— Begin DATA FOR THE TASK —
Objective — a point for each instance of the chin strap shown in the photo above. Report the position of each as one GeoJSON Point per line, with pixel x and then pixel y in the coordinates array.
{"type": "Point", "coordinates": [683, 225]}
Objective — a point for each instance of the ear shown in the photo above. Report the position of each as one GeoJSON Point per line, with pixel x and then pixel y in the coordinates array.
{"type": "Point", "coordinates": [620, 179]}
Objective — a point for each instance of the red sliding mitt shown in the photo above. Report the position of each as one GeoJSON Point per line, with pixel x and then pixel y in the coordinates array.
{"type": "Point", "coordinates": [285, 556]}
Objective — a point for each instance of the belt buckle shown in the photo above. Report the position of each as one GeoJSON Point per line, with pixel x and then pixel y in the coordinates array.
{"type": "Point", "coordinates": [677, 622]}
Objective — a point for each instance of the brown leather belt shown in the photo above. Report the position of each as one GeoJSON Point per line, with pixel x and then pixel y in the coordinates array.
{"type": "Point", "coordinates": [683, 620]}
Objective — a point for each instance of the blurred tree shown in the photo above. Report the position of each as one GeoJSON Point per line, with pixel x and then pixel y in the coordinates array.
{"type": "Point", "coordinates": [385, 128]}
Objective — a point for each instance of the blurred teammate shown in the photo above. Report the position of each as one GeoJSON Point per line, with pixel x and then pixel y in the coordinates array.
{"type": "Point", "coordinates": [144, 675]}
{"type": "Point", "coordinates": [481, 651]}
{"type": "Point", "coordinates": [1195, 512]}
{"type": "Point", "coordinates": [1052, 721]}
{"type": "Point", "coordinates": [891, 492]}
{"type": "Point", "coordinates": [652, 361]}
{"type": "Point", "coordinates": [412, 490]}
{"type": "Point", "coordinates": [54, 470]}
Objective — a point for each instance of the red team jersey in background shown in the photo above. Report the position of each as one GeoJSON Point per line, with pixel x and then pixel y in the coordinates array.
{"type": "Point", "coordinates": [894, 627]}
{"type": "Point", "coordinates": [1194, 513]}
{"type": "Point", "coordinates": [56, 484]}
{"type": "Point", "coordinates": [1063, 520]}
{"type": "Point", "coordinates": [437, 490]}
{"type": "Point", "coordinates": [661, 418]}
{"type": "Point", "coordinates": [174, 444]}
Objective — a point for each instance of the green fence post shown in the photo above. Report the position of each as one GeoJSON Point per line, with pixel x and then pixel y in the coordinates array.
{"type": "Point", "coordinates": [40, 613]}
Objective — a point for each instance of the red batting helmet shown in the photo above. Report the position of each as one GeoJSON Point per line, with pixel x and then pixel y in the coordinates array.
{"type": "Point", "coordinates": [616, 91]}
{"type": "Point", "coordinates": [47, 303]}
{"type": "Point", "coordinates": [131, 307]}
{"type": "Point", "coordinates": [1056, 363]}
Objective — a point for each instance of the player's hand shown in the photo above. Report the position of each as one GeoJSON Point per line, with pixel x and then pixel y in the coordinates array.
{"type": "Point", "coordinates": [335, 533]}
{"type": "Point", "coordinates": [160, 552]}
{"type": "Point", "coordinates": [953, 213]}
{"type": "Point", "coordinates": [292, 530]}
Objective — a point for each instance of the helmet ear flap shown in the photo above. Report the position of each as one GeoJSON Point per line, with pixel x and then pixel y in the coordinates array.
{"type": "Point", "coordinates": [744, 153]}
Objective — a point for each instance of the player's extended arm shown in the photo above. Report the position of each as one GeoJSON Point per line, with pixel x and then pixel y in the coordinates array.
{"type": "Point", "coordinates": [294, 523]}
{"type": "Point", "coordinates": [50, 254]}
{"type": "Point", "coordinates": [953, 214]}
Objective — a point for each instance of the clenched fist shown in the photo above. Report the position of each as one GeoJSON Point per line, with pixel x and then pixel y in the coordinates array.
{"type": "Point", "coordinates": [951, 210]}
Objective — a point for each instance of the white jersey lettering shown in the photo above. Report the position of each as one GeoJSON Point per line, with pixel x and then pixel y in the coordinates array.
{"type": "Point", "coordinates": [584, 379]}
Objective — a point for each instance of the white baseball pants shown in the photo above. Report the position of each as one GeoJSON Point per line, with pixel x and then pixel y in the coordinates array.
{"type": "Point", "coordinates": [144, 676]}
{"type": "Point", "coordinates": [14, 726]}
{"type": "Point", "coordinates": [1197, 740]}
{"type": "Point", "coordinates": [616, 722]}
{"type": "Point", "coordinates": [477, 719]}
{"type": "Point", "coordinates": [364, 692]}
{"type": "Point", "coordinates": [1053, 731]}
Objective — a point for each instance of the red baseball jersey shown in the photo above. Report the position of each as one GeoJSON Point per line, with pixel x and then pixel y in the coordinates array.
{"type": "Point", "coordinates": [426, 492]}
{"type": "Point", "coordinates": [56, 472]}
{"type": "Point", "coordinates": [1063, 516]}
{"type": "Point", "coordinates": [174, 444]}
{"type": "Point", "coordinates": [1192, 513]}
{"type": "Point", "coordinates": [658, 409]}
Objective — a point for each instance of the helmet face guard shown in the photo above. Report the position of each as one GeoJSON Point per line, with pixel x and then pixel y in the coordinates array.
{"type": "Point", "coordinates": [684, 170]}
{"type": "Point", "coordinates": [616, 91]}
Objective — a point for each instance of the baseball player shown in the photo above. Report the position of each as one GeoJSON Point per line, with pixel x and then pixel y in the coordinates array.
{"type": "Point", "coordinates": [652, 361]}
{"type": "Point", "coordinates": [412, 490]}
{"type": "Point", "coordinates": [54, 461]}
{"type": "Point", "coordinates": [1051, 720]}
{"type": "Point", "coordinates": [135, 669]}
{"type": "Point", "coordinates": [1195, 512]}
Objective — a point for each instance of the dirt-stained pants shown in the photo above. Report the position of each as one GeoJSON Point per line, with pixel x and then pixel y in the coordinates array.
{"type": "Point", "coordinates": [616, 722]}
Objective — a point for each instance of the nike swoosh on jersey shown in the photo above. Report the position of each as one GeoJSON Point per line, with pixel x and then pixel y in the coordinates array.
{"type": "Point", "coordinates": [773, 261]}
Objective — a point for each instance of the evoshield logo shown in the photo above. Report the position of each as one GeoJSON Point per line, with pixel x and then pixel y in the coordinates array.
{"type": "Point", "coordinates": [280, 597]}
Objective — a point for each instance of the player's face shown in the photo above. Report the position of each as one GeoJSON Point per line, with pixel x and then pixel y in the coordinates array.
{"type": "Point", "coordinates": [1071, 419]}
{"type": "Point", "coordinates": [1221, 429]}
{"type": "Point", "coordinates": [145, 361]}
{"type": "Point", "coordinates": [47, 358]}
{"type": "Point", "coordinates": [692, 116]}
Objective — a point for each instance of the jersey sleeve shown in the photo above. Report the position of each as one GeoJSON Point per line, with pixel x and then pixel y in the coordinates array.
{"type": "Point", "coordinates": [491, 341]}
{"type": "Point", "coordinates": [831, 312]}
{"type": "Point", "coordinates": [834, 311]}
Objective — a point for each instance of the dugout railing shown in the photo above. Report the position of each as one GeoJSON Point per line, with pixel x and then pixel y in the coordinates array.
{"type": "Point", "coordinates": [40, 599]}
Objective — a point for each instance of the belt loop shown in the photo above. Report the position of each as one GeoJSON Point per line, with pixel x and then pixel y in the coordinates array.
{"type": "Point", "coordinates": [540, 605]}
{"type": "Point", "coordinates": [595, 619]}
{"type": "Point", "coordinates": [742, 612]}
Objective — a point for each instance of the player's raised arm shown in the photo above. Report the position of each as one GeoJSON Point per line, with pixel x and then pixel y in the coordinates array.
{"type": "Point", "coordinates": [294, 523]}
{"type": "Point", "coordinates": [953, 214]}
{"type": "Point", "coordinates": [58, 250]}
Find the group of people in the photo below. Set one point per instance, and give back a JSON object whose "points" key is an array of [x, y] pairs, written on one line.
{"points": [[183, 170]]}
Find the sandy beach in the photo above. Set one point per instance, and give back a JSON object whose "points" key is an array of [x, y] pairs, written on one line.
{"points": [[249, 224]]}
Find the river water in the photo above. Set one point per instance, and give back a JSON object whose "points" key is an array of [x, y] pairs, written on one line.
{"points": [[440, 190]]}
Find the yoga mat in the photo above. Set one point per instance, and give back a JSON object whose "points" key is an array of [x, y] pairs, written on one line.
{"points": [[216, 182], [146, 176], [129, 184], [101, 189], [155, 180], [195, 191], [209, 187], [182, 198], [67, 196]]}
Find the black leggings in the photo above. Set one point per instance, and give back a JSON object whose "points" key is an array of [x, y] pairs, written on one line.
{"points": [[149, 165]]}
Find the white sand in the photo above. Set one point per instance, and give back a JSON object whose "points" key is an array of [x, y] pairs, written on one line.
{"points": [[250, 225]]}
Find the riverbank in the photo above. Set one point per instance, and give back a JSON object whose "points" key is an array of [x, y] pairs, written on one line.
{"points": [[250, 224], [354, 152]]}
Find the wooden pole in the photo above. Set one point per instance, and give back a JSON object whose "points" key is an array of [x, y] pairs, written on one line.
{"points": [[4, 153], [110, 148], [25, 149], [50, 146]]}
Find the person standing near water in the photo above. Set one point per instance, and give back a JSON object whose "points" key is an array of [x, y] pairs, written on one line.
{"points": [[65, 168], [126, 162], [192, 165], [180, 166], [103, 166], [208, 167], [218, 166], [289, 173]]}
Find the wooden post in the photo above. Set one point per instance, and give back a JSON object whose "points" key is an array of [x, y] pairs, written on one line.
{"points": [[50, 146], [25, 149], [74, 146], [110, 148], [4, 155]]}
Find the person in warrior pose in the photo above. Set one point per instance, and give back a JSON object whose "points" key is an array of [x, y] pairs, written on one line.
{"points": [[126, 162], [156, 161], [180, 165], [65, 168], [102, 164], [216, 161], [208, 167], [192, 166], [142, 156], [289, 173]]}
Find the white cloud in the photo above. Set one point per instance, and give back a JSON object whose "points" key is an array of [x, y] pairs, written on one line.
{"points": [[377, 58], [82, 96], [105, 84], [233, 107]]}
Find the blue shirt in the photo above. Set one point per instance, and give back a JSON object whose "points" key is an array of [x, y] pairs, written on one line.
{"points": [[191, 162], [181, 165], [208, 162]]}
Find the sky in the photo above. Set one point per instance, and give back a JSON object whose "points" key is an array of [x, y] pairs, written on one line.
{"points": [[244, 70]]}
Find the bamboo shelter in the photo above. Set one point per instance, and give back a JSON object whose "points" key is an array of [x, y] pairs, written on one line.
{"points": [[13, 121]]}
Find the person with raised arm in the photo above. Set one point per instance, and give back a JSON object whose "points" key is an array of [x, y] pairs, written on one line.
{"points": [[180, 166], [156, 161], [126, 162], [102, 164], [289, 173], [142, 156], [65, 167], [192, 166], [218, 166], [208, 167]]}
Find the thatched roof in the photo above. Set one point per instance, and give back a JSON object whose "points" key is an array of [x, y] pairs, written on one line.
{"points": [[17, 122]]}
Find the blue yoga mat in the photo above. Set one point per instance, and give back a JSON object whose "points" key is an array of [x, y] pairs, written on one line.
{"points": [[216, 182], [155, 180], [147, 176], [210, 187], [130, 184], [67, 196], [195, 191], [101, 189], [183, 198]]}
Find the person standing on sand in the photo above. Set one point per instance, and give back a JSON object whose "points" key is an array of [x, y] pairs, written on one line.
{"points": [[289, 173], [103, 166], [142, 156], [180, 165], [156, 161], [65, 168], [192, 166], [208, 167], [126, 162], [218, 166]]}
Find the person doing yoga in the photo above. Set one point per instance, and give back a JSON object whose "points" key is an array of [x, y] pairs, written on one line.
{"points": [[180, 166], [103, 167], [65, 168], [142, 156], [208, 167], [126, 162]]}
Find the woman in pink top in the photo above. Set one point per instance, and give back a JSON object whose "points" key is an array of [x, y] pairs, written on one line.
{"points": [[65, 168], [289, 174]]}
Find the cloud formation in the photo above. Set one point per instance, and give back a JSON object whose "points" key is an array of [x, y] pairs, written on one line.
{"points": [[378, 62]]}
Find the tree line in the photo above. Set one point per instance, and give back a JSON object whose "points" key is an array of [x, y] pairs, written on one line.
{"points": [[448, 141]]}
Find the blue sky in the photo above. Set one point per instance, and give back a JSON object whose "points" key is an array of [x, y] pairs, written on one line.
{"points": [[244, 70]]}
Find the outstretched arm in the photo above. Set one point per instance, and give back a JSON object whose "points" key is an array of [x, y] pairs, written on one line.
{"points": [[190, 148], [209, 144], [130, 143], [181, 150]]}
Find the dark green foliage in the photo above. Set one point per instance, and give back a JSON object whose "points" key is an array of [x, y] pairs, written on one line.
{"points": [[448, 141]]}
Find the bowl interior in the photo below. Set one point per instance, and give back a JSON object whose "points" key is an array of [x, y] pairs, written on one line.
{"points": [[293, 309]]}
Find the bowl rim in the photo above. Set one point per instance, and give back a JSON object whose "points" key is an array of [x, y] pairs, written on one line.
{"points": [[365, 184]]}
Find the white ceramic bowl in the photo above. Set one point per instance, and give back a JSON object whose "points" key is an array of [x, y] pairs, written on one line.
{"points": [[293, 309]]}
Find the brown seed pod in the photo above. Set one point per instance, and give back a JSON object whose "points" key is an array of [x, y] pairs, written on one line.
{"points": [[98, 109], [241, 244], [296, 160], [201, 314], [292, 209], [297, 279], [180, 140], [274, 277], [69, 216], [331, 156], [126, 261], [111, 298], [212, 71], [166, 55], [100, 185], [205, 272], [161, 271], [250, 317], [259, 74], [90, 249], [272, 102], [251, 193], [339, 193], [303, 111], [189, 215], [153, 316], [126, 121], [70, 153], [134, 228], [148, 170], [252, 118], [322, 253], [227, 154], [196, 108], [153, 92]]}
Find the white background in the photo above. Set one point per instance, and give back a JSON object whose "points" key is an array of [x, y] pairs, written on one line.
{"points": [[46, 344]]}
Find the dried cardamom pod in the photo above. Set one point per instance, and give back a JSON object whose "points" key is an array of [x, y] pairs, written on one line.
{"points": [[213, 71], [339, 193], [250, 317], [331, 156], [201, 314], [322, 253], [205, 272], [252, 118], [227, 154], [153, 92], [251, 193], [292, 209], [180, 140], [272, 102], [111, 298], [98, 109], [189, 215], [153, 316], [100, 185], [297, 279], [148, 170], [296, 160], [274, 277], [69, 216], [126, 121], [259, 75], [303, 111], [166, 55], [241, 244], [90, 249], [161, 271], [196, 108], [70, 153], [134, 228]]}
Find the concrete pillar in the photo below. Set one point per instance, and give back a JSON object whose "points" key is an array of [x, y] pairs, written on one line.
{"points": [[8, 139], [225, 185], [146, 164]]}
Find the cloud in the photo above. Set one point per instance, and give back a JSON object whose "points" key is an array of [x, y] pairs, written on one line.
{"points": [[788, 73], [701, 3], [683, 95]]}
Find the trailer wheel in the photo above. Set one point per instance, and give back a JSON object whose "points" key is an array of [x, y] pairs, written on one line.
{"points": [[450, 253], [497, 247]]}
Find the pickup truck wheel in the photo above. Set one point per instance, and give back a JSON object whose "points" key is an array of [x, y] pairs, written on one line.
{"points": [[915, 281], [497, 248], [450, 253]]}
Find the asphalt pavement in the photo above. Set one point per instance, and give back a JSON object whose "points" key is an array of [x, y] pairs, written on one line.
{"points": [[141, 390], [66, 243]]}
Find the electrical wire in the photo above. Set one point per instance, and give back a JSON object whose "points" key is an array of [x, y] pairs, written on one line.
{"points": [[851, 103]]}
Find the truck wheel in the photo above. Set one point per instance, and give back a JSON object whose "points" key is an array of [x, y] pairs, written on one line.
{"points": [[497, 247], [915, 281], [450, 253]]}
— End DATA FOR THE TASK —
*WHAT IS REQUIRED*: Recast the lines between the one holding "Find the truck" and the end of the listing, inclusive, as a JSON list of strings, one string per line, leaving out blank lines.

*ANSWER BELOW*:
[
  "Find the truck wheel in the photo above. Set one point per instance, and give back a JSON object whose \"points\" key is an array of [x, y] pairs, written on one line.",
  "{\"points\": [[497, 247], [915, 281], [450, 253]]}"
]